--- start Information provided ---
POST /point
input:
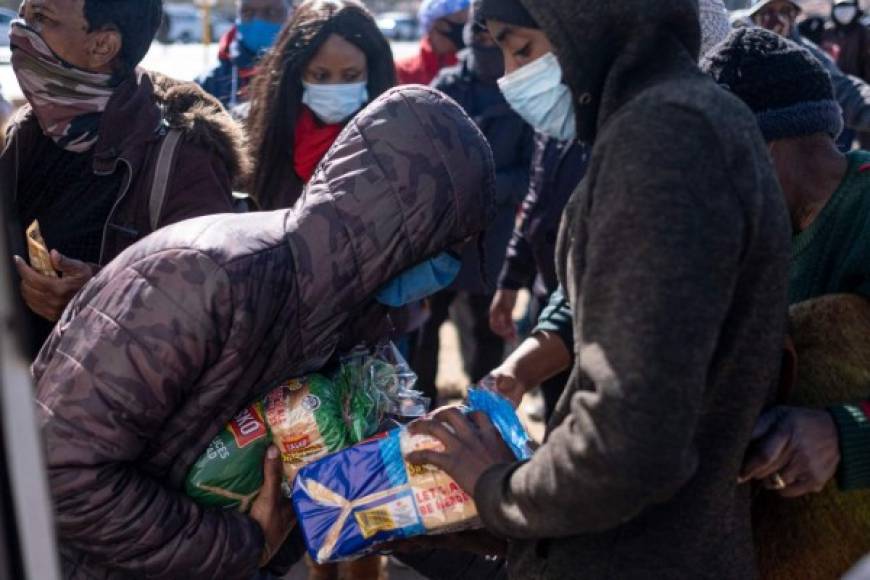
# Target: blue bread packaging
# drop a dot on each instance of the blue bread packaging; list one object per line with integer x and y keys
{"x": 350, "y": 502}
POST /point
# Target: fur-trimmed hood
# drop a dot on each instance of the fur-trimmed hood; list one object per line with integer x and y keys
{"x": 204, "y": 120}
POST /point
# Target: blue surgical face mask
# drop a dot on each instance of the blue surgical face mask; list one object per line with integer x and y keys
{"x": 421, "y": 281}
{"x": 538, "y": 95}
{"x": 335, "y": 103}
{"x": 257, "y": 35}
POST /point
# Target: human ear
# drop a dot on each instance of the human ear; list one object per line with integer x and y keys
{"x": 105, "y": 47}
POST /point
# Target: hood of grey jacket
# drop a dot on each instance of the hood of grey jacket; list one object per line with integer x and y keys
{"x": 604, "y": 46}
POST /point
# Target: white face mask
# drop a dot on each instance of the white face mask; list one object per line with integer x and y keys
{"x": 335, "y": 103}
{"x": 538, "y": 95}
{"x": 845, "y": 14}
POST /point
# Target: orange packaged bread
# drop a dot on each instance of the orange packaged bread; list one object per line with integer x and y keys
{"x": 37, "y": 251}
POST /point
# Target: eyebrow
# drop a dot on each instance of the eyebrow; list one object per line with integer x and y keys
{"x": 502, "y": 36}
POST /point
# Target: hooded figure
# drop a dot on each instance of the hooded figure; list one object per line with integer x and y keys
{"x": 188, "y": 326}
{"x": 674, "y": 255}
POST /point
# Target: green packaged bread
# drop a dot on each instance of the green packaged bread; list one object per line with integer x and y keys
{"x": 306, "y": 418}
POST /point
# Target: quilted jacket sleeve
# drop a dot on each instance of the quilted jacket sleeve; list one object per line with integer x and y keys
{"x": 105, "y": 388}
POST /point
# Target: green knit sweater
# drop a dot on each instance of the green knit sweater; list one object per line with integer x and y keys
{"x": 832, "y": 256}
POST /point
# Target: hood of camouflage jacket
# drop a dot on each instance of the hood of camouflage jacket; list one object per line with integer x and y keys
{"x": 185, "y": 328}
{"x": 610, "y": 50}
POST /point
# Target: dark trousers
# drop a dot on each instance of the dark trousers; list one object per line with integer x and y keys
{"x": 482, "y": 349}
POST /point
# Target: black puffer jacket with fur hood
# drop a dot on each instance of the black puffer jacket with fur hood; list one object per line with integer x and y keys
{"x": 209, "y": 159}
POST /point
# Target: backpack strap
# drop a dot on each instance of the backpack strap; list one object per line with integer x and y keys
{"x": 161, "y": 176}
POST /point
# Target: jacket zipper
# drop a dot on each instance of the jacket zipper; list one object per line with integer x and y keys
{"x": 114, "y": 209}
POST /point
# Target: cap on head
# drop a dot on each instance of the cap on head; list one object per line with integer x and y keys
{"x": 786, "y": 87}
{"x": 507, "y": 11}
{"x": 432, "y": 10}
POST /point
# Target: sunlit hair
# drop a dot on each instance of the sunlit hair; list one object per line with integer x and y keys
--- end Information provided ---
## [Given exercise]
Keep the pictures out and write out the records exactly.

## [Solution to the exercise]
POST /point
input:
# Target: blue bread packaging
# drop a dot on each instance of the blue bread packaging; list one object per line with integer x and y keys
{"x": 350, "y": 502}
POST /point
# Target: fur-trimmed hood
# drop a dot on each instance of the fur-trimmed hood; list one object per line with integer x and y keys
{"x": 204, "y": 120}
POST /point
# Target: blue surgical face mask
# drop a dot on each instance of the blue surgical face mask; list one object per line with integer x and y keys
{"x": 421, "y": 281}
{"x": 538, "y": 95}
{"x": 335, "y": 103}
{"x": 257, "y": 35}
POST /point
# Target: human ear
# drop a dot on each instance of the human ear; list one object per line with integer x and y keys
{"x": 105, "y": 47}
POST /point
# Target: hood of grey jacket
# drop a dot on each instance of the hood of grey jacket; list one object per line with integer x and y keys
{"x": 604, "y": 46}
POST /point
# Target: white face mask
# drop a dot on each instance of the white face mask; list one object per line with integer x and y keys
{"x": 335, "y": 103}
{"x": 538, "y": 95}
{"x": 845, "y": 14}
POST /point
# Target: orange packaged bread
# drop a dot on each instance of the orange packaged bread; list one object per line with integer x and y keys
{"x": 37, "y": 251}
POST /point
# Target: eyebrow
# drop a dot on each instance of the eyebrow; list one object per line with integer x and y keys
{"x": 502, "y": 36}
POST /point
# Target: hooded figure
# drop a dot on each instance of the hooded figure; list one object per line with integer x and y keys
{"x": 188, "y": 326}
{"x": 674, "y": 255}
POST /point
# Target: green packaged bread
# drop a dot on each instance of the green packaged bread; list one object per line with integer x and y keys
{"x": 306, "y": 418}
POST /point
# Target: quilted jacket sleeve
# drop a dot on each instance of the quilted jacket sleeve; list one object per line with integer x and y keys
{"x": 105, "y": 388}
POST /point
# Target: green knit sweater
# drop a dot on each instance of the green knit sweater; list one object per line with integer x and y keys
{"x": 832, "y": 256}
POST /point
# Target: hood of camouflage jacket
# drop a dot on each instance of the hood of camouflage jacket; list one object per line with integer x and y keys
{"x": 185, "y": 328}
{"x": 610, "y": 50}
POST /point
# Target: dark trousers
# drop a dot on each instance of the dark trousers; list one object per line with integer x and y keys
{"x": 482, "y": 349}
POST /point
# Target: black puffer jacket with fur hood
# drop a dot on each instance of the black puffer jacket with fur hood; list one object per line with integer x and y keys
{"x": 209, "y": 159}
POST /point
# Target: backpack strap
# drop a dot on each instance of the backpack strap; list one object per line with integer x and y keys
{"x": 161, "y": 176}
POST /point
# Target: jacket zipper
# drop a dot on each instance of the jacket zipper; list one object per line with integer x and y keys
{"x": 114, "y": 209}
POST /point
# Target: cap on head
# drop a dot on each instance of the cap on head; list one object per line with integer x and y keys
{"x": 786, "y": 87}
{"x": 507, "y": 11}
{"x": 432, "y": 10}
POST /point
# Target: sunlit hair
# drop a dot on each instance of the sunlit hair; list one object per line with integer x and y keys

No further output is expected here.